**CONSIGNE 1**
D'après le passage consacré à Lucas Rivet, en quelle année ce nageur a-t-il traversé le Río de La Plata à la nage ?
**CONSIGNE 2**
Reproduisez à l'identique la partie du passage consacré à Lucas Rivet qui s'ouvre sur les mots « Sa relation avec » et se referme sur les mots « reprendre le rugby. ».

**PASSAGE CHOISI**
'''
Lucas Rivet, une source d'inspiration pour tous
Agustina Gómez, Infocielo

En 104 ans, seules 38 personnes ont réussi à traverser le Río de La Plata à la nage entre l'Argentine et l'Uruguay, et Lucas Rivet (@lucasrivet) est l'une d'entre elles. En effet, en 2018, le nageur argentin a relevé l'un des défis sportifs les plus difficiles en eau libre en traversant le grand fleuve Rio de La Plata, puis en réalisant le documentaire " Cruce del Plata " pour reconstituer l'histoire de toutes ces personnes qui ont affronté un exploit similaire.

 

Sa relation avec l'eau est née pendant son enfance, lors des cours de natation à l'école. Ses professeurs ont remarqué son talent inné pour la natation et l'ont invité à s'entraîner dans les piscines du Club Ciudad de Buenos Aires. Sa mère, nageuse expérimentée, était enthousiaste et fière de pouvoir initier son fils à ce sport. Son père, rugbyman, approuve également, mais à contrecœur, car il aurait préféré que son fils opte pour le rugby.

 

C'est ainsi que mère et fils ont commencé à traverser la région de Buenos Aires trois fois par semaine pour les entraînements de leur fils. Les entraînements de deux heures et les trajets de trois heures n'ont cependant duré que trois mois, car ils étaient trop fatigants pour le petit Lucas, qui a fini par demander à son père de reprendre le rugby.

 

"Si mon père nous avait aidés en nous accompagnant aux entraînements de natation, peut-être serais-je devenu nageur plus tôt. Ce que mon père voulait, ce n'était pas que je joue au rugby, mais que je pratique un sport d'équipe et cela m'a définitivement formé en tant qu'être humain", se souvient Lucas Rivet dans une conversation avec "Infocielo".

 

Lucas n'aurait jamais imaginé que son bonnet de bain et ses lunettes de natation allaient prendre la poussière pendant plus de 20 ans. Pendant ces 20 années, Lucas a poursuivi sa carrière sportive en tant que joueur de rugby et de football amateur. Mais au fil des années, Lucas est de plus en plus occupé, tout comme ses coéquipiers, et les entraînements de football et de rugby se font de plus en plus rares.

 

Jusqu'au jour où il a décidé de se rendre dans une piscine de son quartier pour reprendre la natation. Bien que son grand désir de se dépasser et de participer à des compétitions le pousse à donner le meilleur de lui-même, l'entraîneur de l'équipe locale l'empêche toujours de commencer à se mesurer à d'autres nageurs dans la piscine.
'''
(Éléments enregistrés)
'''
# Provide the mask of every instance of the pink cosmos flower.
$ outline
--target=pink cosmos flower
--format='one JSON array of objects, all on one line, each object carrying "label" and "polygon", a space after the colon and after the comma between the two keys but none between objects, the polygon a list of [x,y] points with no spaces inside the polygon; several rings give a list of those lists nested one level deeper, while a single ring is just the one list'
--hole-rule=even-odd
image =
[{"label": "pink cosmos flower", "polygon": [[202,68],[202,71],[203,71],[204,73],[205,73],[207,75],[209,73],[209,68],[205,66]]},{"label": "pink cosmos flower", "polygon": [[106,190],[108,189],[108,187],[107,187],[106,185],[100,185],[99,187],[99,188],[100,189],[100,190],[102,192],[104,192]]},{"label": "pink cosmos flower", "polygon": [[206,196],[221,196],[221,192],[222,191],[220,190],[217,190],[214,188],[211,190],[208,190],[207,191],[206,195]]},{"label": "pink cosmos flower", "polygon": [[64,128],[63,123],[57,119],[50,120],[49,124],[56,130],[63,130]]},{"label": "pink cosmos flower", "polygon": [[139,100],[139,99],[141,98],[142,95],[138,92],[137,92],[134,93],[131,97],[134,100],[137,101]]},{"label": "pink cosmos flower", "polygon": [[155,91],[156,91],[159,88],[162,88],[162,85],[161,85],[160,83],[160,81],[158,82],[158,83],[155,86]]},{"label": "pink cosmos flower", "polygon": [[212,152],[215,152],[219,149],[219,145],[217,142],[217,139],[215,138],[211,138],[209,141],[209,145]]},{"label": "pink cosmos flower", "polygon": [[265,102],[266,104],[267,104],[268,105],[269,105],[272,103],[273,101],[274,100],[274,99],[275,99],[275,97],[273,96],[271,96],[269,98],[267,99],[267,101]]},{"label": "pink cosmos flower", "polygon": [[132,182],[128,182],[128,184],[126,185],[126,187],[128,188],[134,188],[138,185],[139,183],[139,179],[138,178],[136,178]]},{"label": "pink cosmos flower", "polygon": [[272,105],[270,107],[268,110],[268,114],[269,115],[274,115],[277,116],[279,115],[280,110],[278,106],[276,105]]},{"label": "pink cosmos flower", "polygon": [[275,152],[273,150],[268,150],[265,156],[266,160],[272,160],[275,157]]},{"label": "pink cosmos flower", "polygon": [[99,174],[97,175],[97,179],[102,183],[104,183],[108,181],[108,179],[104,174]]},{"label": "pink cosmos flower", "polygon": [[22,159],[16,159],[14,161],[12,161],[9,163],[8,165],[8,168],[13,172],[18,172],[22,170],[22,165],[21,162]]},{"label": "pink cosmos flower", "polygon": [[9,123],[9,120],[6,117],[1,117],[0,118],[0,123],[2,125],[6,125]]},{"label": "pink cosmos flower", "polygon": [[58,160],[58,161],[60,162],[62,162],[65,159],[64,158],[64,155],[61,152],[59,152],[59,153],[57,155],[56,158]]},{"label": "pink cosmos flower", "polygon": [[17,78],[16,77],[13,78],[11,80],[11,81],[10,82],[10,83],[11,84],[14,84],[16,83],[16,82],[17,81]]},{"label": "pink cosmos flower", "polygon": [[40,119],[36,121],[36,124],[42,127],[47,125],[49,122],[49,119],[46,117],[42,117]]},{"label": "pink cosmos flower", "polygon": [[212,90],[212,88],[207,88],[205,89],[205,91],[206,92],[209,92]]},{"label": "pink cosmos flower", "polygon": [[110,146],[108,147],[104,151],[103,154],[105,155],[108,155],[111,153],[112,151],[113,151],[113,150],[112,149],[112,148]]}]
'''
**RÉPONSE ATTENDUE 1**
En 2018.

**RÉPONSE ATTENDUE 2**
Sa relation avec l'eau est née pendant son enfance, lors des cours de natation à l'école. Ses professeurs ont remarqué son talent inné pour la natation et l'ont invité à s'entraîner dans les piscines du Club Ciudad de Buenos Aires. Sa mère, nageuse expérimentée, était enthousiaste et fière de pouvoir initier son fils à ce sport. Son père, rugbyman, approuve également, mais à contrecœur, car il aurait préféré que son fils opte pour le rugby.

 

C'est ainsi que mère et fils ont commencé à traverser la région de Buenos Aires trois fois par semaine pour les entraînements de leur fils. Les entraînements de deux heures et les trajets de trois heures n'ont cependant duré que trois mois, car ils étaient trop fatigants pour le petit Lucas, qui a fini par demander à son père de reprendre le rugby.